仕事部屋のレイアウトの文章を、「テレワークやリモートワークの」から「方はぜひ参考にしてください。」までのすべてについて、「テレワーク」を「在宅勤務」に書き換えて示してください。

#### 本文抜粋 ####

公開日2025.06.23
仕事部屋のレイアウトはどう考える?おしゃれにするコツと配置例

テレワークやリモートワークの普及に伴い、自宅に独立した仕事部屋を設ける方が増えています。限られた空間の中で集中できる環境をつくりながら、なおかつおしゃれな空間にしたいと考える方も多いでしょう。
本記事では、仕事部屋における作業効率とデザイン性を両立させた理想のレイアウトについて、具体的なパターンやコツをご紹介します。これから仕事部屋を作る方はもちろん、既存の仕事部屋のレイアウトを見直したい方はぜひ参考にしてください。
仕事部屋のレイアウトの基本
まず、自宅の仕事部屋を効率よく使うために、レイアウトの基本を押さえることが大切です。ここでは、快適な仕事部屋のレイアウトのポイントをお伝えします。

#### 記録された情報 ####

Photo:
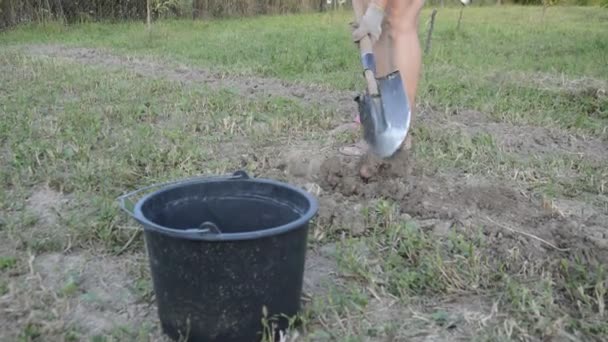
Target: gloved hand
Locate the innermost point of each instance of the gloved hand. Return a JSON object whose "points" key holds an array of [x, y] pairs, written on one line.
{"points": [[370, 23]]}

####

• 課題の結果
在宅勤務やリモートワークの普及に伴い、自宅に独立した仕事部屋を設ける方が増えています。限られた空間の中で集中できる環境をつくりながら、なおかつおしゃれな空間にしたいと考える方も多いでしょう。
本記事では、仕事部屋における作業効率とデザイン性を両立させた理想のレイアウトについて、具体的なパターンやコツをご紹介します。これから仕事部屋を作る方はもちろん、既存の仕事部屋のレイアウトを見直したい方はぜひ参考にしてください。